-- Exercise prompt --
Take the line that contains "Pin every instance of the turquoise" as the first line and the final line of the records as the last; return exactly those lines and the lines between.

-- Listing --
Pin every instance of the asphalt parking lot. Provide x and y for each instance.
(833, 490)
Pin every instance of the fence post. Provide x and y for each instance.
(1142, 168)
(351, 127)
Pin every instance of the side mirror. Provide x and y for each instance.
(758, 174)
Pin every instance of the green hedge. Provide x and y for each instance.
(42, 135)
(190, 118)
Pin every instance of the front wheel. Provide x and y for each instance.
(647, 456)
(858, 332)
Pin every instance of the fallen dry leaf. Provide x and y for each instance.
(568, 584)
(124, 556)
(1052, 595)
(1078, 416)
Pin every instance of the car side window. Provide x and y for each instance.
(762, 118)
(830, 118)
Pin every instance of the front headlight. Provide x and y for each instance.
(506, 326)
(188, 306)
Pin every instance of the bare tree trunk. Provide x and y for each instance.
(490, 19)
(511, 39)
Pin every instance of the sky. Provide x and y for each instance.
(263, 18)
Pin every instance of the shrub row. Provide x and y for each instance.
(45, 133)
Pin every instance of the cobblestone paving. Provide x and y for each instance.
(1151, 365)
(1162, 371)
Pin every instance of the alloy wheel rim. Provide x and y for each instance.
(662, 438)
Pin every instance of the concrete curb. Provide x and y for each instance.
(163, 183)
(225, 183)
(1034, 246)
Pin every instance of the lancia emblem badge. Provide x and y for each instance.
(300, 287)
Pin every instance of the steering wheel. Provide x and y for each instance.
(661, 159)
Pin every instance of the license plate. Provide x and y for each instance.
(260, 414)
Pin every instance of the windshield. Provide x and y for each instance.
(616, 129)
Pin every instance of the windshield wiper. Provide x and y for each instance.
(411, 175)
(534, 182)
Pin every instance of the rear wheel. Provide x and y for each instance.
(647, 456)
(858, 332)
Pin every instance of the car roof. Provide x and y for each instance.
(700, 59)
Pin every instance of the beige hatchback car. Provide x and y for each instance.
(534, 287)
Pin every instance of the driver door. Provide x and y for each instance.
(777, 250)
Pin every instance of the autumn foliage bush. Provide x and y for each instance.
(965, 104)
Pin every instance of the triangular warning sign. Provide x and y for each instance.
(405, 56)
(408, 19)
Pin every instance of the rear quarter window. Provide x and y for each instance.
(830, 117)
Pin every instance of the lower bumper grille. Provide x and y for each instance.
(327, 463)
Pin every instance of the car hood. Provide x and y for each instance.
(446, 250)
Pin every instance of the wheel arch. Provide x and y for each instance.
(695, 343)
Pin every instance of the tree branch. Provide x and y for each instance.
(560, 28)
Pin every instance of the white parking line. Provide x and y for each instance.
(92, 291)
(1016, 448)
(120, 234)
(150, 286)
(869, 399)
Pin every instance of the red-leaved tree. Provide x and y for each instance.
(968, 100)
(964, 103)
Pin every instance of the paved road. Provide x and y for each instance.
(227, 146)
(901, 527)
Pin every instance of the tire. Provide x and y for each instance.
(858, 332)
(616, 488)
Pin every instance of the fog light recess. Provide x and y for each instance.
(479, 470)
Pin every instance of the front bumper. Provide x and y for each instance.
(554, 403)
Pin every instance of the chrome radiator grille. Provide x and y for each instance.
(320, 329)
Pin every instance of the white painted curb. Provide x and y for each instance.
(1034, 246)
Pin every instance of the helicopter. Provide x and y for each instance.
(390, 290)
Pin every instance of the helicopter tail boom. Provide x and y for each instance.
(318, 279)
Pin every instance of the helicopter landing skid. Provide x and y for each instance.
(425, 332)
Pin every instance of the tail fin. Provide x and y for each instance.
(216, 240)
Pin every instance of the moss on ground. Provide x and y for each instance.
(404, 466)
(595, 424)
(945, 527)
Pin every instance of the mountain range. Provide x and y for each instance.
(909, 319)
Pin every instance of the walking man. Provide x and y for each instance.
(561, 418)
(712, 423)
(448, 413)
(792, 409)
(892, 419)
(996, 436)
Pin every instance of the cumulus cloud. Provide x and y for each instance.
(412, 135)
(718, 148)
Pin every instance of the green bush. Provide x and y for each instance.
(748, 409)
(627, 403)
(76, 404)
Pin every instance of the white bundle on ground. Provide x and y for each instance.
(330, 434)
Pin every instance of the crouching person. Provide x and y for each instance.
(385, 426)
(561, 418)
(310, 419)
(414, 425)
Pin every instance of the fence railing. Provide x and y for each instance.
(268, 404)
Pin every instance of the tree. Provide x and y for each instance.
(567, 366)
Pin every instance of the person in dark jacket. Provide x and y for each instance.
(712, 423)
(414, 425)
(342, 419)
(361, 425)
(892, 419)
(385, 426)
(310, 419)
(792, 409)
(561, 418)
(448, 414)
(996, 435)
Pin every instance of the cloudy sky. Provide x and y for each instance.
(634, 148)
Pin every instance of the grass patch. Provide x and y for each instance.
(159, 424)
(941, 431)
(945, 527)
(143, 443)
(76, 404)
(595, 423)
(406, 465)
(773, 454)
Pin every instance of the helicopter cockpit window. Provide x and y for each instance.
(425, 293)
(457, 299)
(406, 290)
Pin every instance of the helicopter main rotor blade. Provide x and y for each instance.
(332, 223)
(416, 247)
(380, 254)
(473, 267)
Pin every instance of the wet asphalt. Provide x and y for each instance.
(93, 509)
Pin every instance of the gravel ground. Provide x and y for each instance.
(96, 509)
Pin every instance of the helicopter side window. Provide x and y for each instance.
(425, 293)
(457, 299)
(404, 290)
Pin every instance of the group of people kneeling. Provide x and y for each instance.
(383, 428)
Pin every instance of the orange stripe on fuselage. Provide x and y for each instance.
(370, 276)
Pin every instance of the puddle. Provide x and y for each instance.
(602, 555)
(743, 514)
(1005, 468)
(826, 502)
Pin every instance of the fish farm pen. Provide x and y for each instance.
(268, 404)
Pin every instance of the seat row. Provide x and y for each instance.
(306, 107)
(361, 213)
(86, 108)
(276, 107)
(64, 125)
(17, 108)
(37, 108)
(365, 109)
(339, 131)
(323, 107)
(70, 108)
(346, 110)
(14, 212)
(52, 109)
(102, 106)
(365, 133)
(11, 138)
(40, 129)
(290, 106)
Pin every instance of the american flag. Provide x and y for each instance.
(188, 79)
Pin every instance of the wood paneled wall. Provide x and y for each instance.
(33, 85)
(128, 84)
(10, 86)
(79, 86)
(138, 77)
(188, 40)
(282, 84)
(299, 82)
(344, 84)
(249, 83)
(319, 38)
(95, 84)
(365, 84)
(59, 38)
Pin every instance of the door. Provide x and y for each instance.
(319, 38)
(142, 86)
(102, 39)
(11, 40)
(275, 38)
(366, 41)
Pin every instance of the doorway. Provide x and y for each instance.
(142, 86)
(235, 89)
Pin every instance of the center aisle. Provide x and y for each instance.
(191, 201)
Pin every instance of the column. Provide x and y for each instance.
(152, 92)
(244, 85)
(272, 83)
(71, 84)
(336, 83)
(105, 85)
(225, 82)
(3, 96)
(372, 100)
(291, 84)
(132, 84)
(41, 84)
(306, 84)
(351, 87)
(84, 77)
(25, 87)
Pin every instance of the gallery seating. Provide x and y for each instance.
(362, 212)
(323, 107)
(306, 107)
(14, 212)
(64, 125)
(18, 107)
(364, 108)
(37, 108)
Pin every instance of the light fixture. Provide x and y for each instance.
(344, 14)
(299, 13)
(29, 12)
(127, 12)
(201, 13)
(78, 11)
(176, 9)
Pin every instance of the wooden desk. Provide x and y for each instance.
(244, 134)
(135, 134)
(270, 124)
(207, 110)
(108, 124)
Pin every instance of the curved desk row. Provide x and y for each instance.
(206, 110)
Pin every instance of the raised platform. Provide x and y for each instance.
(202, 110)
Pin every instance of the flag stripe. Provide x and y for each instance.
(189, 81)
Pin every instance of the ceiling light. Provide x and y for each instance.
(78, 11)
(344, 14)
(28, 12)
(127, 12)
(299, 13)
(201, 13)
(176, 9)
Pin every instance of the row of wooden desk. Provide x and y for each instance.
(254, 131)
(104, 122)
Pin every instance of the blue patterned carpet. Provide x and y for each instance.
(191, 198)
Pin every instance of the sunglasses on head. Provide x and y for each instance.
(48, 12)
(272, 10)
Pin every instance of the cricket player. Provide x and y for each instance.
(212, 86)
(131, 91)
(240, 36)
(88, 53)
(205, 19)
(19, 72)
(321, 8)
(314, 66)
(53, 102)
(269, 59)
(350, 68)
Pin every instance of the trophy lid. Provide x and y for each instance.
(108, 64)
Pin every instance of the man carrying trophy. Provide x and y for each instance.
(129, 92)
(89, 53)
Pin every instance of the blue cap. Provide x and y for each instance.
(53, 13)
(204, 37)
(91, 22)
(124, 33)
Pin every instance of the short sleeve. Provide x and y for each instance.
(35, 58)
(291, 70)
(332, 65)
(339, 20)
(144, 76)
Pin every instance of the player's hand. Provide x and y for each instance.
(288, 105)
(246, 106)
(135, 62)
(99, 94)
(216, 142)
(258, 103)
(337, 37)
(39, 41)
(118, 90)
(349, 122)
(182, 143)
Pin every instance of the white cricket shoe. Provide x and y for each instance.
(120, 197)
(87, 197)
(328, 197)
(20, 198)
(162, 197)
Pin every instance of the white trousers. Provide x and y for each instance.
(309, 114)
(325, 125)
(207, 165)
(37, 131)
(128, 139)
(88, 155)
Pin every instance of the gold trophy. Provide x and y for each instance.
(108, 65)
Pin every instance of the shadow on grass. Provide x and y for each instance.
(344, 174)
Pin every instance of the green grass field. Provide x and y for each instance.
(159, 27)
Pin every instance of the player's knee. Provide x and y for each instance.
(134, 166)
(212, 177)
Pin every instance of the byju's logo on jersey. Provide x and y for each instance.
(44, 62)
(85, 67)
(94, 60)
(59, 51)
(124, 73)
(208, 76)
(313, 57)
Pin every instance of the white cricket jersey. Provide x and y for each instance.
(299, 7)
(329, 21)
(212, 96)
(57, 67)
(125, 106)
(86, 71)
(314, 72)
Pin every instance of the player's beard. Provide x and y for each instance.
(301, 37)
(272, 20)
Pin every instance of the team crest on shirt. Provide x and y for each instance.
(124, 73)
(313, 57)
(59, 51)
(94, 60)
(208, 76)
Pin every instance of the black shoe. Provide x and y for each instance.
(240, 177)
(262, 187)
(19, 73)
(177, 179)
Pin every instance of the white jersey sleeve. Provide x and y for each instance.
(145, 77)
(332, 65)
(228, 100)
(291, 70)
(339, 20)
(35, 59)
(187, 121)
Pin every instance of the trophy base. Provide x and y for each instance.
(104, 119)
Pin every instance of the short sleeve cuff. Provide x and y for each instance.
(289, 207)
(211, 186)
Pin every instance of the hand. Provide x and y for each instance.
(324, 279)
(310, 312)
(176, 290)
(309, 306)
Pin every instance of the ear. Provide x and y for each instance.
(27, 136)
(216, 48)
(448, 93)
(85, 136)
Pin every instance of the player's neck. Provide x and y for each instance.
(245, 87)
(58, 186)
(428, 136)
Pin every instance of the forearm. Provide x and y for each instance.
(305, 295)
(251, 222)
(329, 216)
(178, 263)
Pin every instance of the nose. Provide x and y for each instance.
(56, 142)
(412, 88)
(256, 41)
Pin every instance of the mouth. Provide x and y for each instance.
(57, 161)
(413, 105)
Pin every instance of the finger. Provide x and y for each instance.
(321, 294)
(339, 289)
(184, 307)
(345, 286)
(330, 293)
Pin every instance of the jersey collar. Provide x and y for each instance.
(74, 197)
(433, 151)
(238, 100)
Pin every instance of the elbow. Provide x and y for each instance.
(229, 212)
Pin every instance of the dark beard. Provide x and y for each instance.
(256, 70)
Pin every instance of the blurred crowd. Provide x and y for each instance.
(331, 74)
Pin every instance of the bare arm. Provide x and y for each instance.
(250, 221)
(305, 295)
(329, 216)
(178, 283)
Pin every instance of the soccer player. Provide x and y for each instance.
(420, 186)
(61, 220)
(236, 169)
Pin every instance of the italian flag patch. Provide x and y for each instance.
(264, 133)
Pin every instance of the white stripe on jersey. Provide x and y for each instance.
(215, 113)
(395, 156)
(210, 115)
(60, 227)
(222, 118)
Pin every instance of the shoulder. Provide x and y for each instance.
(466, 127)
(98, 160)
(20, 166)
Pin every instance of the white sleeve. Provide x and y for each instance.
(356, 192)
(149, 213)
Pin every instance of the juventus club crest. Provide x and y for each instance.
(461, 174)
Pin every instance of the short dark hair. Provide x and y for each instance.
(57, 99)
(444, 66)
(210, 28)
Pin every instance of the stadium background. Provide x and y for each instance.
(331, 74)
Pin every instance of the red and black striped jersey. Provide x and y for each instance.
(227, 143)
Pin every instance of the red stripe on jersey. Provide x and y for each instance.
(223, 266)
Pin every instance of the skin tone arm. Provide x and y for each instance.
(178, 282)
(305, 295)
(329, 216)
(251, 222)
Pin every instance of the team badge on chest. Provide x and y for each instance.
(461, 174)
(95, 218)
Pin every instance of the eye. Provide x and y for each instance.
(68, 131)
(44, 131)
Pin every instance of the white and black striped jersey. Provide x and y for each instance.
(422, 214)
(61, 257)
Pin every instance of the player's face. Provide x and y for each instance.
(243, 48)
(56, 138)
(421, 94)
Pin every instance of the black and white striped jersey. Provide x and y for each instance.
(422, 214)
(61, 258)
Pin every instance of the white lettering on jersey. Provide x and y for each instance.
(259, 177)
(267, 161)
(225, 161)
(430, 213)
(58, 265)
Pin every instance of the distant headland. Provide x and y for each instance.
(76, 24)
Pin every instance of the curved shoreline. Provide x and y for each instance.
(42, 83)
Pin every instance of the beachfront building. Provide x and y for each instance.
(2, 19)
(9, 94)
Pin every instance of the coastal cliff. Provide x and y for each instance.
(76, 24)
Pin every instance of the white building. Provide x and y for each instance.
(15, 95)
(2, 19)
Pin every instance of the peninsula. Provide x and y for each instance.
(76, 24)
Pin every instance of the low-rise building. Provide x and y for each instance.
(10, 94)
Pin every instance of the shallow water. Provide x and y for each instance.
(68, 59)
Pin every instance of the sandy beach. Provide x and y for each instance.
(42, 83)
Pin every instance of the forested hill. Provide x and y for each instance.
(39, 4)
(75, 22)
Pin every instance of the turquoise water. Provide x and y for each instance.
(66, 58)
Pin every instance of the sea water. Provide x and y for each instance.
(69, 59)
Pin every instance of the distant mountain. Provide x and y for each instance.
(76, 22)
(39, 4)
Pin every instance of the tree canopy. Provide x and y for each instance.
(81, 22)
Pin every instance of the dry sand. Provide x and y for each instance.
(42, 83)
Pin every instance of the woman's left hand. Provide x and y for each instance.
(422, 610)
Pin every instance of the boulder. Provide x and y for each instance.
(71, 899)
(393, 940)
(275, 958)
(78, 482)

-- Exercise result --
Pin every instance of the turquoise water. Provide x and y for each instance.
(66, 58)
Pin every instance of the sea water. Provide x and y for each instance.
(69, 59)
Pin every instance of the distant mountain. Provide x and y for each instance.
(76, 22)
(39, 4)
Pin every instance of the tree canopy. Provide x and y for each instance.
(81, 22)
Pin every instance of the dry sand. Provide x and y for each instance.
(42, 83)
Pin every instance of the woman's left hand. Provide x and y for each instance.
(422, 610)
Pin every instance of the boulder. Provide x and y for each instance.
(71, 899)
(393, 940)
(275, 958)
(78, 482)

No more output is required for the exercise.